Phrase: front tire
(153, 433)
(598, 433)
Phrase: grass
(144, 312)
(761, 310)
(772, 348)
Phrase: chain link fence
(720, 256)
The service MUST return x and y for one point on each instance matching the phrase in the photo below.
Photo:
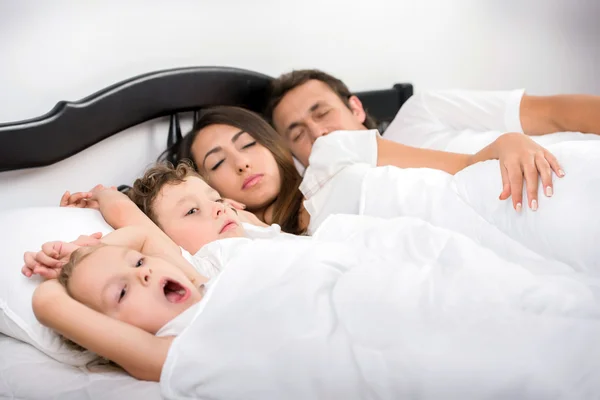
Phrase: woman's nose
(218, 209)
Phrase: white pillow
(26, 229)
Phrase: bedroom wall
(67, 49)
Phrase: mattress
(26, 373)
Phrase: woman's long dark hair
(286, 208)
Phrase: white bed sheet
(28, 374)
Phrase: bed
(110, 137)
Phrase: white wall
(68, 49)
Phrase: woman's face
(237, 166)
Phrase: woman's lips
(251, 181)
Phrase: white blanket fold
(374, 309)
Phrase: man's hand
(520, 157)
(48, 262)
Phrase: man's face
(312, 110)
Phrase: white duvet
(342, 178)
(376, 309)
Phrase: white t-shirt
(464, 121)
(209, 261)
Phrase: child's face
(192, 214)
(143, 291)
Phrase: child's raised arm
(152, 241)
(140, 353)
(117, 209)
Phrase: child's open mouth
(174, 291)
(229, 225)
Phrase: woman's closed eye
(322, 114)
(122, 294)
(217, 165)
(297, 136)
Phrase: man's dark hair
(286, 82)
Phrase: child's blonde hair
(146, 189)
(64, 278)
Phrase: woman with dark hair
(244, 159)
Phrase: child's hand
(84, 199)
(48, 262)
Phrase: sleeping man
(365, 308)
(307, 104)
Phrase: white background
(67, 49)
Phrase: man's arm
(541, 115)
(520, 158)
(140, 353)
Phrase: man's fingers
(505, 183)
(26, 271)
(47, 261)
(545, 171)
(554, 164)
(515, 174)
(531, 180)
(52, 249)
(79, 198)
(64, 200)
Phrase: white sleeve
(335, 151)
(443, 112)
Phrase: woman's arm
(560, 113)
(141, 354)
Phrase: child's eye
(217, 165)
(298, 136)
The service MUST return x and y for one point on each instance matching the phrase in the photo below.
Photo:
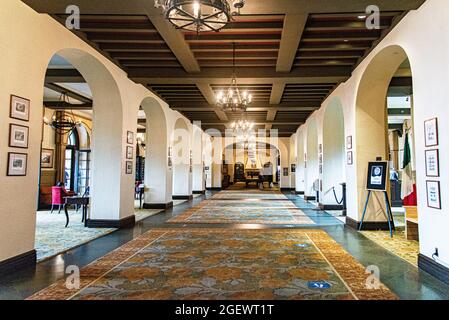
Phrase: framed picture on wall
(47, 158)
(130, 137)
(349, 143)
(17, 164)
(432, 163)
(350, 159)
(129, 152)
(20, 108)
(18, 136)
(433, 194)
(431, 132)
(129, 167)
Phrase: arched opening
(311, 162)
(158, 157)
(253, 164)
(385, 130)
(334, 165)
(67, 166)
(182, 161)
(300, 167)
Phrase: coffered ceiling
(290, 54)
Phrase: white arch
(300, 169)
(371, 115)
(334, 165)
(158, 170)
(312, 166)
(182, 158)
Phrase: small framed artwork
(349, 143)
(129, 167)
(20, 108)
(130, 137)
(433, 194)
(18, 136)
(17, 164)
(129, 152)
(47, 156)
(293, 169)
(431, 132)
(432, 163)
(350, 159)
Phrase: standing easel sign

WHAT THE TASK ASKS ->
With the pictures removed, set down every line of the listing above exactly.

OUTPUT ->
Phrase: front tire
(153, 433)
(598, 433)
Phrase: grass
(144, 312)
(761, 310)
(772, 348)
Phrase: chain link fence
(720, 256)
The service MUST return x and y for one point on each instance matching the phrase in the photo below.
Photo:
Phrase: woman's nose
(218, 209)
Phrase: white pillow
(26, 229)
Phrase: bedroom wall
(67, 49)
Phrase: mattress
(26, 373)
Phrase: woman's long dark hair
(286, 208)
Phrase: white bed sheet
(28, 374)
Phrase: bed
(110, 137)
Phrase: white wall
(68, 49)
Phrase: woman's face
(237, 166)
Phrase: woman's lips
(251, 181)
Phrase: white blanket fold
(374, 309)
Phrase: man's hand
(520, 157)
(48, 262)
Phrase: man's face
(312, 110)
Phrase: white duvet
(342, 178)
(376, 309)
Phrase: white t-shirt
(464, 121)
(209, 261)
Phrase: child's face
(192, 214)
(143, 291)
Phrase: child's raised arm
(152, 241)
(140, 353)
(117, 209)
Phrase: child's open mouth
(174, 291)
(229, 225)
Phrase: woman's closed eye
(322, 114)
(122, 294)
(217, 165)
(297, 136)
Phrase: man's dark hair
(286, 82)
Phrase: child's blonde hair
(146, 189)
(64, 278)
Phrase: woman with dark hair
(244, 159)
Phrase: child's hand
(84, 199)
(48, 262)
Phrase: sleeping man
(365, 308)
(307, 104)
Phrase: white background
(67, 49)
Phrase: man's arm
(541, 115)
(520, 158)
(140, 353)
Phrase: man's fingers
(505, 183)
(26, 271)
(47, 261)
(545, 171)
(554, 164)
(515, 174)
(531, 180)
(52, 249)
(79, 198)
(64, 200)
Phrase: white sleeve
(335, 151)
(443, 112)
Phrase: woman's arm
(560, 113)
(141, 354)
Phrase: child's eye
(217, 165)
(298, 136)
The service MUST return x and y for one point on each instance matching the phrase in the photo below.
Photo:
Phrase: framed picture on wall
(47, 158)
(130, 137)
(349, 143)
(17, 164)
(432, 163)
(350, 159)
(129, 152)
(20, 108)
(18, 136)
(433, 194)
(431, 132)
(129, 167)
Phrase: arched opening
(311, 162)
(158, 157)
(253, 164)
(385, 130)
(334, 165)
(67, 166)
(182, 161)
(300, 167)
Phrase: coffered ceiling
(290, 54)
Phrase: white arch
(300, 169)
(371, 115)
(334, 165)
(158, 170)
(312, 166)
(182, 158)
Phrase: small framed artwork
(349, 143)
(129, 167)
(20, 108)
(130, 137)
(433, 194)
(18, 136)
(17, 164)
(129, 152)
(47, 156)
(293, 169)
(431, 132)
(432, 163)
(350, 159)
Phrase: standing easel sign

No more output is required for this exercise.